* [Data]
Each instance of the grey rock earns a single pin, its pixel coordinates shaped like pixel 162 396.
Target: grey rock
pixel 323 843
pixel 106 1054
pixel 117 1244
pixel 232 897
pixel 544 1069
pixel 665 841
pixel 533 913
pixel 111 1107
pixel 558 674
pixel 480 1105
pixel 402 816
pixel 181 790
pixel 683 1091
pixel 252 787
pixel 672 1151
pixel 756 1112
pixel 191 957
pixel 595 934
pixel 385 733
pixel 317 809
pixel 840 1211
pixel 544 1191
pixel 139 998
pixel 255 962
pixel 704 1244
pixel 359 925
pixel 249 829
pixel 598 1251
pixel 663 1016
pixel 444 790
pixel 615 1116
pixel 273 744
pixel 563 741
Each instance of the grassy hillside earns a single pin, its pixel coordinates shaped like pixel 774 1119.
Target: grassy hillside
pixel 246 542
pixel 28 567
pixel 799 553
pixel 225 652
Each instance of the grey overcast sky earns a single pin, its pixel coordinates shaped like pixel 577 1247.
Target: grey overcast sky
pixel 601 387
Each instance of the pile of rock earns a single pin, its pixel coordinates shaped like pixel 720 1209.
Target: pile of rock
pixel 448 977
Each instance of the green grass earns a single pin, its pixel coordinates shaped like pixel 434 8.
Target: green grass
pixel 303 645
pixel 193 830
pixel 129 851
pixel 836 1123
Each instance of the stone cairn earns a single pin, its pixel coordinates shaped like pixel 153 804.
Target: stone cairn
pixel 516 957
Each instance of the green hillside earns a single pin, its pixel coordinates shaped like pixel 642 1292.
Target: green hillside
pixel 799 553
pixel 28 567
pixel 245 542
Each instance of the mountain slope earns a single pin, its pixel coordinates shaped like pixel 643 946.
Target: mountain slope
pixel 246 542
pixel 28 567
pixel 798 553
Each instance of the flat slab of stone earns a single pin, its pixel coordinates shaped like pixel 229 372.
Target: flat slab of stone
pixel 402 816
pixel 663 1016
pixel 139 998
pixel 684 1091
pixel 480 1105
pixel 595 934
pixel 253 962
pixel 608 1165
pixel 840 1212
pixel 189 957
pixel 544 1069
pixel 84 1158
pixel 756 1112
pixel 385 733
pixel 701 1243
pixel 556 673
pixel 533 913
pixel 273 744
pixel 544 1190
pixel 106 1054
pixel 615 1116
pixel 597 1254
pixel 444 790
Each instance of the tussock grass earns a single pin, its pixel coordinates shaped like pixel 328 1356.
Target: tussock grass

* [Given problem] Go through the material above line by line and copy it exactly.

* [Expected answer]
Each instance of the grey rock earns a single pin, its pixel coordinates shaped like pixel 162 396.
Target: grey rock
pixel 323 843
pixel 106 1054
pixel 117 1244
pixel 232 897
pixel 544 1069
pixel 665 841
pixel 533 913
pixel 111 1107
pixel 558 674
pixel 480 1105
pixel 402 816
pixel 181 790
pixel 683 1091
pixel 252 787
pixel 672 1151
pixel 756 1112
pixel 191 957
pixel 595 934
pixel 385 733
pixel 317 809
pixel 840 1211
pixel 544 1191
pixel 139 998
pixel 255 962
pixel 704 1244
pixel 359 925
pixel 249 829
pixel 598 1251
pixel 663 1016
pixel 444 790
pixel 615 1116
pixel 273 744
pixel 563 741
Each instance of the grassy hillside earns a single pin, its pixel coordinates shaped like pixel 774 1119.
Target: grassy hillside
pixel 246 542
pixel 28 567
pixel 799 553
pixel 225 652
Each instance of the grey overcast sky earns a single pin, its pixel coordinates shaped like pixel 577 1247.
Target: grey overcast sky
pixel 601 387
Each instance of the pile of rock earns a single pin, its pixel coordinates shaped like pixel 720 1209.
Target: pile of rock
pixel 448 977
Each instance of the green grass earns a single pin, its pixel coordinates shaped like pixel 434 8.
Target: green grass
pixel 303 645
pixel 193 830
pixel 129 851
pixel 836 1123
Each instance of the stone cairn earns a single pin, its pixel coordinates shaped like pixel 153 804.
Target: stone cairn
pixel 516 957
Each instance of the green hillside earns a single pin, its pixel coordinates shaped like pixel 642 1292.
Target: green hillside
pixel 799 553
pixel 28 567
pixel 245 542
Each instance of the mountain slope earns a single pin, its pixel coordinates shaped like pixel 643 946.
Target: mountain slope
pixel 246 542
pixel 28 567
pixel 798 553
Each instance of the flat slab of stone earns a single pin, its pixel coordinates shaped like pixel 229 372.
Target: flat slab of stone
pixel 402 816
pixel 663 1016
pixel 139 998
pixel 684 1091
pixel 480 1105
pixel 595 934
pixel 253 962
pixel 608 1165
pixel 840 1212
pixel 189 957
pixel 544 1069
pixel 84 1158
pixel 756 1112
pixel 385 733
pixel 701 1243
pixel 556 673
pixel 533 913
pixel 273 744
pixel 544 1190
pixel 106 1054
pixel 615 1116
pixel 597 1254
pixel 444 790
Each instance of the tussock grass earns a single pin, its pixel coordinates shaped like pixel 328 1356.
Target: tussock grass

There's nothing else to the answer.